_Source extract_:
Another likely long-term shift is the adoption of Agile and Dev/Ops. Already well underway prior to Covid, these two operational approaches allow organizations to roll out new digital products, improvements, and services faster with less risk—both important business considerations in a digital-first world.
“If organizations want to remain competitive ... CIOs are going to have to be prepared to drive a department that’s agile enough to keep up with the rapid innovation that’s on the way,” said Todd Ramlin, manager of Cable Compare and a former CIO.
Perhaps the biggest change facing CIOs long-term is the WFH phenomenon. Pre-COVID-19 about five percent of the US workforce (freelancers and gig workers excluded) worked from home full time. Now it’s over 60%. Millions of these employees are not going back to the office. These newly untethered workers will require a different type of support than organizations are used to delivering, said Rise Huffman, president of StratoCumulus Technologies.
“I believe that the biggest change that CIO's will have to address is the shift from IT departments' people serving the business' technology to creating an environment where technology will be serving people,” he said. “Because of the COVID pandemic, those employees that have not learned technology skills are heavily relying on the IT help desks and IT staff to get them through this crisis. IT specialists will need to learn people skills and IT generalists will need to become more specialized. There is training needed both ways so that each can adapt to whatever the ‘new normal’ ends up looking like.”

_Questions_:
1. Check whether each statement agrees with the passage on CIOs and post-Covid change: (a) before COVID-19, about five percent of the US workforce, not counting freelancers and gig workers, worked from home full time; (b) the adoption of Agile and Dev/Ops began only after Covid; (c) Todd Ramlin is president of StratoCumulus Technologies. Answer yes or no for each, and quote the words of the passage that decide it.
2. Please pick up the passage on CIOs and post-Covid change after its last sentence and continue it.

Records in a dataset
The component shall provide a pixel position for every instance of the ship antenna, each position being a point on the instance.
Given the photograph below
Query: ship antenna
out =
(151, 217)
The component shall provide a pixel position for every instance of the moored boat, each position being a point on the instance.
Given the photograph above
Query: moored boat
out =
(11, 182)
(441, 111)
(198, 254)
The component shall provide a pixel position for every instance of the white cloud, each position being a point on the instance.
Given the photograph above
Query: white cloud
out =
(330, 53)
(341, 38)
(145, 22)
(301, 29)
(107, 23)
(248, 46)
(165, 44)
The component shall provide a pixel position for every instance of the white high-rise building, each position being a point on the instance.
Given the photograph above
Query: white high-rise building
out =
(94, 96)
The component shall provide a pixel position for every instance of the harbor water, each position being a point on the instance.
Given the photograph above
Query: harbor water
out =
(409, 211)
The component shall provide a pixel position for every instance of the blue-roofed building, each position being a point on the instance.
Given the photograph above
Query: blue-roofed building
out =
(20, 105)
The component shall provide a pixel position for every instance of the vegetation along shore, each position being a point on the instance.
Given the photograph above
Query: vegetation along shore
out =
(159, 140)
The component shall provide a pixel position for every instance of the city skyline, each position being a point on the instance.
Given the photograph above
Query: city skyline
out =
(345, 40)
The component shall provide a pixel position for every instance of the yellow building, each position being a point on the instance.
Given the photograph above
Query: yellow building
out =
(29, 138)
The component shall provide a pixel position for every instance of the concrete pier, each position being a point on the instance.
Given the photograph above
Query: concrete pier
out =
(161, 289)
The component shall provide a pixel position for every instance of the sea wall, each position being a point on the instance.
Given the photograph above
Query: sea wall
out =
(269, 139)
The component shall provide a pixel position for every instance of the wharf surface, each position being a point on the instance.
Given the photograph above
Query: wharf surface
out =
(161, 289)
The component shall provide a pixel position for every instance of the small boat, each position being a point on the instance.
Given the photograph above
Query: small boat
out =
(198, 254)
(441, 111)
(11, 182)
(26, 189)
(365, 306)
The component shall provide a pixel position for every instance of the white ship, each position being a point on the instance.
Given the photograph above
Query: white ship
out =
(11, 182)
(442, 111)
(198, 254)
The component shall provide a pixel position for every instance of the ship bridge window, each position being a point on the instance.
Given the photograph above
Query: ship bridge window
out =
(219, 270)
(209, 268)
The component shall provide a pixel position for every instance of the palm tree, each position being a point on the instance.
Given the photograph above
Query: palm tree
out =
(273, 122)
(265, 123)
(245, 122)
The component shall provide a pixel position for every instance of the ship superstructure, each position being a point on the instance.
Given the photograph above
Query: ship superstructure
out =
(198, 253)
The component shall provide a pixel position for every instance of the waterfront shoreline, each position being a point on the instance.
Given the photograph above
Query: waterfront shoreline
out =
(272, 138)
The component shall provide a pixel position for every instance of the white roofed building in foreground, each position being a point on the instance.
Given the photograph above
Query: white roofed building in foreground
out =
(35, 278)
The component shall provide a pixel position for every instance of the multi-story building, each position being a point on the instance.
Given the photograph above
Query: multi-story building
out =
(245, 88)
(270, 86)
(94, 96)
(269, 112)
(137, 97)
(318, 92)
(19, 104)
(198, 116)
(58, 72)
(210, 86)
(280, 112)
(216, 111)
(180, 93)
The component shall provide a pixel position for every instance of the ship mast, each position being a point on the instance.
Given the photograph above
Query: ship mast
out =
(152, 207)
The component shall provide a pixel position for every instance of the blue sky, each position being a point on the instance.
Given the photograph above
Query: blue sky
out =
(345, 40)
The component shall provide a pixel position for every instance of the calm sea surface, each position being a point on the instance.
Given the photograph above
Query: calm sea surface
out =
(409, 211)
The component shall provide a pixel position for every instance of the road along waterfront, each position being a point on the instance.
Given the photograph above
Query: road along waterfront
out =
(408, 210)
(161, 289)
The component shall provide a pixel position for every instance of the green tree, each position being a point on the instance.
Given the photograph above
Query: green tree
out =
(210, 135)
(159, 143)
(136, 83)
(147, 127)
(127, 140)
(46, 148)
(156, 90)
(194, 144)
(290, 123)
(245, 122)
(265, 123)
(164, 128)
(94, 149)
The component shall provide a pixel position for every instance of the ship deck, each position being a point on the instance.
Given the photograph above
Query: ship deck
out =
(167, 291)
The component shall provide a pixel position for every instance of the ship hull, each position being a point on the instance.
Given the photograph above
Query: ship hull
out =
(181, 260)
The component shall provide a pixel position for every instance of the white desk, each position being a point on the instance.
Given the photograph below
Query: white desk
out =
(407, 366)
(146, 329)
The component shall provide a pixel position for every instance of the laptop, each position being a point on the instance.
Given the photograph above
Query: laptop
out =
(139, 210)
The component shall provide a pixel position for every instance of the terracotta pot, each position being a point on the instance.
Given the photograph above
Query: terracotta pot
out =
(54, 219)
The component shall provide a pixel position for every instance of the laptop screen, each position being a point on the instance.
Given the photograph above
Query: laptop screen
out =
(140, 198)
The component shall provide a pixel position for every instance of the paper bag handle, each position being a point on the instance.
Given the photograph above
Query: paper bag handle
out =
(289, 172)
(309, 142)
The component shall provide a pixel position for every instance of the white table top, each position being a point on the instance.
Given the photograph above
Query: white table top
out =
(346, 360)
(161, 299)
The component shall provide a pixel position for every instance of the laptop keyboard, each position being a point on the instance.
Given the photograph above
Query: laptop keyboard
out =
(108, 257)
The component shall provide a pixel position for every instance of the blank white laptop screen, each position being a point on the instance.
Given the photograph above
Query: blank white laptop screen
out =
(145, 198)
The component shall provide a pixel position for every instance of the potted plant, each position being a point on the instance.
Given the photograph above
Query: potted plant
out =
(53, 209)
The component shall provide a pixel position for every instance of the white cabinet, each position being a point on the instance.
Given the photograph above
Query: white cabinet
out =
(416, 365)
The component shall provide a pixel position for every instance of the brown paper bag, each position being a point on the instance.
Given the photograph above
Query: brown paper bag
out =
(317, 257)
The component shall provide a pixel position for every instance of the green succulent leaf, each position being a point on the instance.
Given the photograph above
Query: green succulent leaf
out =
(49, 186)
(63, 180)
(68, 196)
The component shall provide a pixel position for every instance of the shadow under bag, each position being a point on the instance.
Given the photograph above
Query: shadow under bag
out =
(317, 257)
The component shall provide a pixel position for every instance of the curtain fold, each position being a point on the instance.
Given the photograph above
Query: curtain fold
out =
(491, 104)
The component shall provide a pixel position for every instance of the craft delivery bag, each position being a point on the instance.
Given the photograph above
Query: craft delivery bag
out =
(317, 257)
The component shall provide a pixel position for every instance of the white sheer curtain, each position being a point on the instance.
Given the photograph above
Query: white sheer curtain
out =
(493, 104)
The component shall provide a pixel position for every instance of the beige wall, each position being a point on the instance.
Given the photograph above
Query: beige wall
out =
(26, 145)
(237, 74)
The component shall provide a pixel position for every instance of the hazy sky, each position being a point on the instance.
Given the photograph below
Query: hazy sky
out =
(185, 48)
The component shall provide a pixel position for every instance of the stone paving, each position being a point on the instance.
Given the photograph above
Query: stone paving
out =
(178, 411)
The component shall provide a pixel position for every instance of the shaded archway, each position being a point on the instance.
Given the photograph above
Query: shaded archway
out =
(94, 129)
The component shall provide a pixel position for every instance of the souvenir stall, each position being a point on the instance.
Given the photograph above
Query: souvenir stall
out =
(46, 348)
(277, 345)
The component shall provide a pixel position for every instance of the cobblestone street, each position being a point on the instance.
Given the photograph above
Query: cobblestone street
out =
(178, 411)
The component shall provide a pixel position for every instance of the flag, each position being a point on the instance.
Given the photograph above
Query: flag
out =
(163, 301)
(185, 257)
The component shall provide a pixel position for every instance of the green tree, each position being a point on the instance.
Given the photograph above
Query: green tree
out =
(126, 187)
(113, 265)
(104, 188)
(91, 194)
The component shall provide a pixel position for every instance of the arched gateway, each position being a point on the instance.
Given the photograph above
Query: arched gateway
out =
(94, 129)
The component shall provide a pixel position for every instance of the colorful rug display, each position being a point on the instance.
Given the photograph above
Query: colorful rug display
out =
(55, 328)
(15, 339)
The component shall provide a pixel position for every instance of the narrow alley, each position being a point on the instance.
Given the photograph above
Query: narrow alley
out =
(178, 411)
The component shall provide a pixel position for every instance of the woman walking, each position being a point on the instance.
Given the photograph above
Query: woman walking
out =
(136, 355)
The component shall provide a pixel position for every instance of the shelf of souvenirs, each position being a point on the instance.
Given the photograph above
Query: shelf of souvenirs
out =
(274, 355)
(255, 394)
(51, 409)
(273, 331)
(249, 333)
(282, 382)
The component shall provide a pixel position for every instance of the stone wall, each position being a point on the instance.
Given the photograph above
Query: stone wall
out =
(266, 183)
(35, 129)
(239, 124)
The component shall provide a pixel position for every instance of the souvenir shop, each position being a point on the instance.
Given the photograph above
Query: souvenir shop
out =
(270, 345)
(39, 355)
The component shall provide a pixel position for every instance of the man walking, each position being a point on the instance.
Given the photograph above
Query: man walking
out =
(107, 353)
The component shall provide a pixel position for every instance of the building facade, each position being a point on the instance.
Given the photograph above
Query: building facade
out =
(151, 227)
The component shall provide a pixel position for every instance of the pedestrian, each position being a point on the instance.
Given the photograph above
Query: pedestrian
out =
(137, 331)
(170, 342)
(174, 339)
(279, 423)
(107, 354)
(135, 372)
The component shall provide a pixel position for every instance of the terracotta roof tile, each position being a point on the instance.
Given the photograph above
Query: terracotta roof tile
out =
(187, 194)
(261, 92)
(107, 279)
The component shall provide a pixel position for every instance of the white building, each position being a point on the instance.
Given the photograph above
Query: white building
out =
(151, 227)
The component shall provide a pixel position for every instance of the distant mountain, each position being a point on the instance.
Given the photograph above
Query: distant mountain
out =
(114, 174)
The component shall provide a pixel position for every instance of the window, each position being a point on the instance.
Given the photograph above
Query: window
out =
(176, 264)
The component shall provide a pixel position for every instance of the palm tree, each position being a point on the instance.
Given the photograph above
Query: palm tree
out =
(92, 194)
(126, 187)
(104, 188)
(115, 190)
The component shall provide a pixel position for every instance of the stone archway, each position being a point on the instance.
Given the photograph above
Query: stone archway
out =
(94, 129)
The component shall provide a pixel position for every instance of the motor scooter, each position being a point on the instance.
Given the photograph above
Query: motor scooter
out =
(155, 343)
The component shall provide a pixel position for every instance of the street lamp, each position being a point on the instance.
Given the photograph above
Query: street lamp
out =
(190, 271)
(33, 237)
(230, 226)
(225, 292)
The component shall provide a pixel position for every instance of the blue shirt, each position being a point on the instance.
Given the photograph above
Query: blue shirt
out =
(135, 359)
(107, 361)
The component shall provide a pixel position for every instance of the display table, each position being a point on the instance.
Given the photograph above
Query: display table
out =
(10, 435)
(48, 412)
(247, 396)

_Responses by task_:
1.
(a) Yes: "Pre-COVID-19 about five percent of the US workforce (freelancers and gig workers excluded) worked from home full time."
(b) No: "Already well underway prior to Covid"
(c) No: "said Todd Ramlin, manager of Cable Compare and a former CIO."

2.
Aside from soft skills and shifting roles within IT, the tech remote workers across the organization need will differ significantly. Unable to travel or attend face-to-face meetings in the office, cloud-based teleconferencing and collaboration platforms will be critical to keep these employees connected, focused, and engaged. Because traditional metrics like time spent in the office will no longer be relevant, managers will need new tools and methods to track productivity. There are a lot more virtual private network (VPN) licenses to track and pay for these days, as well.
Cyber security is another area that is fundamentally changed by the WFH dynamic. Pre-COVID-19 cyber efforts were often focused on dealing with a manageable number of mobile devices, shoring up the network perimeter, and protecting high-risk data. With WFH, the already porous network edge has been obliterated. Today, millions of employees, partners, vendors, consultants, and suppliers are accessing the corporate network and cloud-based solutions on phones, laptops, and PCs from remote locations. Many will be using their own WiFi routers, which, as often as not, do not have even basic security enhancements like changing the default username and password. Even when devices are corporate-owned, they too are often insecure, having been set up for maximum usability instead of security.
Also, WFH employees are being newly targeted by hackers eager to exploit new opportunities for all manner of social engineering and phishing emails.
These security holes will have to be addressed though things like the adoption of Zero Trust architectures, encrypted network micro-segmentation, virtual private network (VPN) connections, two-factor authentication, robust identity and access management (IAM), network based intrusion prevention/detection (IPS/IDS), mobile device management (MDM), and data loss prevention (DLP) applications.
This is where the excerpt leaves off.